◆ Your instructions
Gather every line of the data below that contains the string "black", matching case exactly, and list each of those lines in full.

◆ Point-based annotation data
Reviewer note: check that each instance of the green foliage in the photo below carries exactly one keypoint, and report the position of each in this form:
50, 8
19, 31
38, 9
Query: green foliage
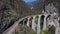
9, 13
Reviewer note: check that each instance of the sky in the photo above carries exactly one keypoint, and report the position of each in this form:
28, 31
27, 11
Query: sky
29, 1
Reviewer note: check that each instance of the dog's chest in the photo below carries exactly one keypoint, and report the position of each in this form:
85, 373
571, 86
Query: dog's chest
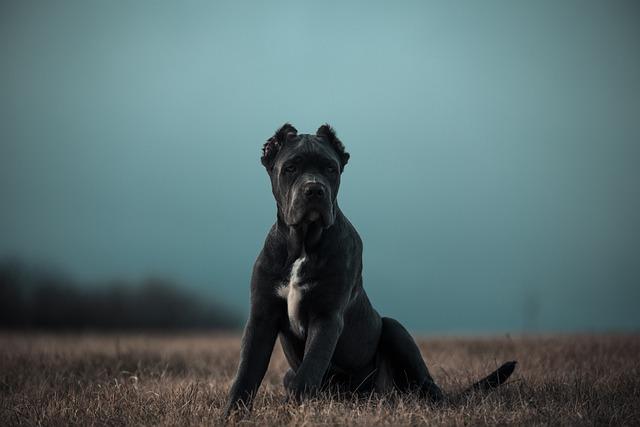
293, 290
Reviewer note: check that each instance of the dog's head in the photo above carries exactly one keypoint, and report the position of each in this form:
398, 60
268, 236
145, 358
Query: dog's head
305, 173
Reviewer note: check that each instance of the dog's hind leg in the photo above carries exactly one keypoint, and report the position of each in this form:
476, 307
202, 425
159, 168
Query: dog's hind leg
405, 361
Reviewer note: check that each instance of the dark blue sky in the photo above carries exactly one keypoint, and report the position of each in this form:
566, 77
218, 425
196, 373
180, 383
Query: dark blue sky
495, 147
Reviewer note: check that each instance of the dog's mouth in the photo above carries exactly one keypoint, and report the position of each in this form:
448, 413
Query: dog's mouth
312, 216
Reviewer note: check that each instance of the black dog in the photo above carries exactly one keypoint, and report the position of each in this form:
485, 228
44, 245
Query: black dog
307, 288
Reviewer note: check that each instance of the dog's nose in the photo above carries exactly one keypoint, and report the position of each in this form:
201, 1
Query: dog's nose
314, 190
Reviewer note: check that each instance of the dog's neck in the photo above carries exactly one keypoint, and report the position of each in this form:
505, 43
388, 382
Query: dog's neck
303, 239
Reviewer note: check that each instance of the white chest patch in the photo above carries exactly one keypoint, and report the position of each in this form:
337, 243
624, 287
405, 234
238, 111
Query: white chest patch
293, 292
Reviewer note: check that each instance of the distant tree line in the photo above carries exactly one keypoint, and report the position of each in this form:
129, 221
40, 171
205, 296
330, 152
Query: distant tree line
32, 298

...

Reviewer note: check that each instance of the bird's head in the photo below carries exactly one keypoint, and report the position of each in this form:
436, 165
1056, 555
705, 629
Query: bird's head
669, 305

...

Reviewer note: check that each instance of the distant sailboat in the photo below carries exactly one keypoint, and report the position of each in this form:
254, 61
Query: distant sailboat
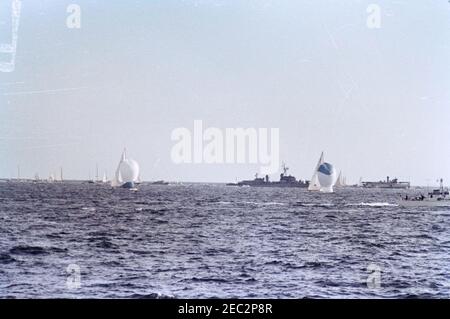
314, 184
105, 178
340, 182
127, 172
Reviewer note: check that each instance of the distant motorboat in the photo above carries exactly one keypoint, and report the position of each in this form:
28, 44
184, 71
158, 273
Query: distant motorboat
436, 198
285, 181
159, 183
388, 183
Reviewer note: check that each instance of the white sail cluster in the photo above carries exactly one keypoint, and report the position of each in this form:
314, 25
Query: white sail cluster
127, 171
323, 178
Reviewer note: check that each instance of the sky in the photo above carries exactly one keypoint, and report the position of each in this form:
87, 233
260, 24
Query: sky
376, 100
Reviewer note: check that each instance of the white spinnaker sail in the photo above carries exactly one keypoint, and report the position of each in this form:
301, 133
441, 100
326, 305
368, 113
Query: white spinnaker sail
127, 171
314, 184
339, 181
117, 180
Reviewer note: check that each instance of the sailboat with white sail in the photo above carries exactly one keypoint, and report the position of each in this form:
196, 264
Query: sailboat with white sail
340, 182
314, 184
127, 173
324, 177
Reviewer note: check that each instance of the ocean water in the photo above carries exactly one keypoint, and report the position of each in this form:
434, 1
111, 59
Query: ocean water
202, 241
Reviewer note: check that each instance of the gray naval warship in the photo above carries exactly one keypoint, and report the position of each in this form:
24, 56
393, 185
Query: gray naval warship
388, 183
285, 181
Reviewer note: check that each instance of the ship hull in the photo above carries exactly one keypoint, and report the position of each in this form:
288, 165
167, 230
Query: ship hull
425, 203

◆ In response
Reviewer note: check that each instance of the black dog in the photo above carries exactly one keypoint, and report the position of each in this form:
Query: black dog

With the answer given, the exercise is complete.